Data shown →
++++++++
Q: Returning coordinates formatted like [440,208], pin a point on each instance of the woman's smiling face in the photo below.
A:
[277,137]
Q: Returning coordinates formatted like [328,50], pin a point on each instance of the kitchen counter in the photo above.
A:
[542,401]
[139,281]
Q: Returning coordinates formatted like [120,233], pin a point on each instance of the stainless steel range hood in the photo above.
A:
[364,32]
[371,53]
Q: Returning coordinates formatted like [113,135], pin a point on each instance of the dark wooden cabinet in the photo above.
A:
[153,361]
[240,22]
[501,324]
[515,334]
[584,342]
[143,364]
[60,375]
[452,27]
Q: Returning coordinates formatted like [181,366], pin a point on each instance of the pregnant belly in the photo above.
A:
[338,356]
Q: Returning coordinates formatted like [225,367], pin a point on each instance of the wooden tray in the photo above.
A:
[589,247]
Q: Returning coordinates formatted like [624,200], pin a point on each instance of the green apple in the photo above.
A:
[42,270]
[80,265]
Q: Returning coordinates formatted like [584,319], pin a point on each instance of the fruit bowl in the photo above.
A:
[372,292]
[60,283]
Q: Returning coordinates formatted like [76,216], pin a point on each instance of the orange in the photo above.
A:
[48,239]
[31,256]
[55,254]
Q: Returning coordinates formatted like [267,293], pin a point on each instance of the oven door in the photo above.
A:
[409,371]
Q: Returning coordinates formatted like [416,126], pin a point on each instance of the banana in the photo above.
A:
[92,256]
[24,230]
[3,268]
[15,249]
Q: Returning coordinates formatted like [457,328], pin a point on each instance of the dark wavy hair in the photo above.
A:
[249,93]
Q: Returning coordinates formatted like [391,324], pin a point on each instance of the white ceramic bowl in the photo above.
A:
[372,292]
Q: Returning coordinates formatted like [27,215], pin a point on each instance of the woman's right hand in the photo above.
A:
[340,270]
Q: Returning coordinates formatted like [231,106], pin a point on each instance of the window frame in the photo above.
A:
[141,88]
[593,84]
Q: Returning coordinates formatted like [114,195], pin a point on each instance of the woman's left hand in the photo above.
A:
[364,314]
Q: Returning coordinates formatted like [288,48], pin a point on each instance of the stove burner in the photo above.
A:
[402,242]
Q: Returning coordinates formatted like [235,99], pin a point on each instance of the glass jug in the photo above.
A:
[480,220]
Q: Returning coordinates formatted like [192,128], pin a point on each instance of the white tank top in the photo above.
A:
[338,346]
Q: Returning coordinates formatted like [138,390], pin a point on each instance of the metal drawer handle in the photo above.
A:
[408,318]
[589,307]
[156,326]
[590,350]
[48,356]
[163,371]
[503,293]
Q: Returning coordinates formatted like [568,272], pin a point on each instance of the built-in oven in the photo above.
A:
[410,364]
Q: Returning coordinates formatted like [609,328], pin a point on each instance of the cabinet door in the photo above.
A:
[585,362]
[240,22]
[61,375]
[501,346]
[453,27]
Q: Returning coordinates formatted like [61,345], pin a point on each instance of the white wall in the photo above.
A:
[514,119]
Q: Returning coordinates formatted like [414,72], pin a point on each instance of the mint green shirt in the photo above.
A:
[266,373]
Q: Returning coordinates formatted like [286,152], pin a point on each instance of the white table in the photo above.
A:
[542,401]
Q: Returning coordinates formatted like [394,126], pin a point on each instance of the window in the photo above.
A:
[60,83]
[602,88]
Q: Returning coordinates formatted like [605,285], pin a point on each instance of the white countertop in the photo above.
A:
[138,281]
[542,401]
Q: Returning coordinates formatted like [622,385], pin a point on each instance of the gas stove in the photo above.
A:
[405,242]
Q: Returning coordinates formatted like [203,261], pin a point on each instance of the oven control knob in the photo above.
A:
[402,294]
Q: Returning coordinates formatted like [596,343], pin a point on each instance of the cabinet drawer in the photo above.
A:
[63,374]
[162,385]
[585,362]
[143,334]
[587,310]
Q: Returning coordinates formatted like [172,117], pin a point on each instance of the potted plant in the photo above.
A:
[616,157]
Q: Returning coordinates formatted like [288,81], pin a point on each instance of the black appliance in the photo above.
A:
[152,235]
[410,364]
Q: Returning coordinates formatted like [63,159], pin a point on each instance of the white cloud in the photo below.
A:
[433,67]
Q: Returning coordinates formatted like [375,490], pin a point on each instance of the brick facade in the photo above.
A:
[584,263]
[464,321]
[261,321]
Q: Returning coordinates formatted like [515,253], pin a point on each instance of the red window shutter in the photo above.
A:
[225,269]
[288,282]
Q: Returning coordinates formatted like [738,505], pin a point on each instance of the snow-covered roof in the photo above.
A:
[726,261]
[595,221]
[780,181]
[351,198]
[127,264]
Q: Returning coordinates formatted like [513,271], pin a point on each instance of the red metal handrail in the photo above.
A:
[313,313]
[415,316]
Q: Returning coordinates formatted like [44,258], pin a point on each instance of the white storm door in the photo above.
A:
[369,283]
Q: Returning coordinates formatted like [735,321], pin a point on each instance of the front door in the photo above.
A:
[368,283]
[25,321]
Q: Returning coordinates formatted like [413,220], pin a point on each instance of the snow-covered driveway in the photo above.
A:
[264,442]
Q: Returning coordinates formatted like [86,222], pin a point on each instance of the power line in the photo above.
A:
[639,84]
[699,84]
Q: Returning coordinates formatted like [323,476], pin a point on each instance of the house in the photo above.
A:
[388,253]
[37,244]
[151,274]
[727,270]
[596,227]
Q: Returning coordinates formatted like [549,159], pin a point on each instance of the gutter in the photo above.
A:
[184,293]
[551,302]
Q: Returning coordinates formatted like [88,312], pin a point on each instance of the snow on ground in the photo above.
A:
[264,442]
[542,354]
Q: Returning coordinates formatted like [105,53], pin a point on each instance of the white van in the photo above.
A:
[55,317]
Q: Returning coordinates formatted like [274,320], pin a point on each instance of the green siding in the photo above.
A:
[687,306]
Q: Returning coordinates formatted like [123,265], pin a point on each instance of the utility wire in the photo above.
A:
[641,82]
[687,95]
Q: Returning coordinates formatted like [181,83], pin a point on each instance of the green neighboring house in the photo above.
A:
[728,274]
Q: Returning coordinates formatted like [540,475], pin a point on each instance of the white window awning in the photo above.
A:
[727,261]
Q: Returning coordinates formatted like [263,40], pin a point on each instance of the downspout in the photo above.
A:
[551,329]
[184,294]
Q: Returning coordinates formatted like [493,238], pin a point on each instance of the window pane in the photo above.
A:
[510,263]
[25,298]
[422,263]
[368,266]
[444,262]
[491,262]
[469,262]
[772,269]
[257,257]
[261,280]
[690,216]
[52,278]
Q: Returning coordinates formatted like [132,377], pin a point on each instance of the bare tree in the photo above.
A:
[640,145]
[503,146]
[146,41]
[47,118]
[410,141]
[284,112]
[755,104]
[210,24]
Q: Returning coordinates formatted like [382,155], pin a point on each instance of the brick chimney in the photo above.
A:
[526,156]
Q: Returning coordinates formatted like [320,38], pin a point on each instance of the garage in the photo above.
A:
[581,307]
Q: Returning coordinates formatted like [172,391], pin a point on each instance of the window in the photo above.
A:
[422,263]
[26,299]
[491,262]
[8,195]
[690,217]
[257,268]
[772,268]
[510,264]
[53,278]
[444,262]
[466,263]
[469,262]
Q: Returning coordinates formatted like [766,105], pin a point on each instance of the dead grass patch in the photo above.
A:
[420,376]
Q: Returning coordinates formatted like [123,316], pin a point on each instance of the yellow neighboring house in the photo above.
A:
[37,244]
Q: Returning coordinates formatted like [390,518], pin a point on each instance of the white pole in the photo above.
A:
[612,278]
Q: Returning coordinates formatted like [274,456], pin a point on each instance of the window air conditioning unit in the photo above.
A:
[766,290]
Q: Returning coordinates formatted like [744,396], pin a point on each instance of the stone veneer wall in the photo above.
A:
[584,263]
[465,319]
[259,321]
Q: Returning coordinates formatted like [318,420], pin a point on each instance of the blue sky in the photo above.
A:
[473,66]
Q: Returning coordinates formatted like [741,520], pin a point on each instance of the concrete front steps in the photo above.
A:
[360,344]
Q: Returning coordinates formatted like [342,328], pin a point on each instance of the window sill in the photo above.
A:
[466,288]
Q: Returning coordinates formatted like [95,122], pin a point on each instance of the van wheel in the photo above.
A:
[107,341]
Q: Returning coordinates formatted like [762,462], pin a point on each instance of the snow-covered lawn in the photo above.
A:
++++++++
Exercise details →
Copy the items from the line holding "Q: Returning coordinates formatted like [342,328], pin" through the last of the items, both ends included. In that copy, change every "pin" to "mark" and keep everything else as it is.

Answer below →
Q: Returning coordinates formatted like [342,328], mark a point on each instance of the window sill in the photo above.
A:
[466,288]
Q: Returning coordinates formatted like [95,122], mark a point on each instance of the van wheel in the photo above.
A:
[107,341]
Q: Returning coordinates formatted like [762,462], mark a point on each instance of the snow-covered lawn in the photo above.
A:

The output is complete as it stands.